The Pheromone Cologne Smell Test

THE FACTS: Pheromones are naturally occurring chemicals, excreted from the body, that influence the behavior of those who come into contact with said chemicals. There are alarm pheromones, food trail chemicals, and sexy chemicals. YEAH, SCIENCE B*TCH!
THE PRODUCTS: We bought five different colognes that harness the best kinds of pheromones out there — sexy pheromones — and supposedly reproduce the effects of these naturally occurring chemicals into an easy-to-use attractant. 
THE LADIES: JackThreads' Carrie Dennis, Supercompressor's Molly McGlew, and Thrillist's Ali Drucker. Five different colognes were tested by a panel of nice ladies, who then gave us their honest opinion on how the scents made them feel.
THE RANK: Based on the reactions from the ladies, we ranked these from five to one. Five being the lowest and one causing pregnancy. These are the results.

5. Max Attraction Gold - $59.50
Directions: Apply two to four sprays to outer clothing and to the wrists' underside or neck area.
Ingredients: Siloxane, Ethanol, Fragrance Oil, Synthetic Pheromones.

→ INFORMATION SUPPLIED
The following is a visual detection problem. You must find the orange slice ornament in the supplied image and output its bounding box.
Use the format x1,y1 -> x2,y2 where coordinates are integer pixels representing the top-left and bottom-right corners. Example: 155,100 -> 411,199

→ TASKS TO COMPLETE
a. Name every woman on the panel in the pheromone cologne smell test, along with the publication each one is listed with.
b. Carry on the pheromone cologne smell test from the point at which it ends.
The material shown after the pheromone cologne smell test is separate from it.

→ ANSWERS TO THE TASKS
a. Carrie Dennis (JackThreads), Molly McGlew (Supercompressor), and Ali Drucker (Thrillist).

b.
Thoughts: This smells like the bargain bin at Walgreens. The overly pungent Axe-vibes take us back to the days of high school when 16-year-olds doused themselves with the headache-inducing aerosol cans in the hopes of tricking freshmen girls into a hot date. Gross. 

Smells Like: 
"This is, like, classic men's section of a department store. Very Ralph Lauren. This wouldn't trick me into dating you." - Ali Drucker
"You smell like the nautical section of Macy's... but it's like your mom bought it for you." - Carrie Dennis
"You should be wearing boat shoes with this stuff." - Molly McGlew
Conclusion: Department store cologne might smell nice... but nice doesn't get you anywhere these days. If you want to smell like a man and not like season one Seth Cohen from The O.C., this isn't the way to go. 

4. Scent of Eros - $17.95
Directions: Apply lightly to inner wrists or behind the ears. 
Ingredients: Androstenone, androstenol and androstadienone.
Thoughts: After some research, it was uncovered that 'androstenol' is a sex pheromone in pigs and is found in large quantities in boar saliva. So, you know... there's that.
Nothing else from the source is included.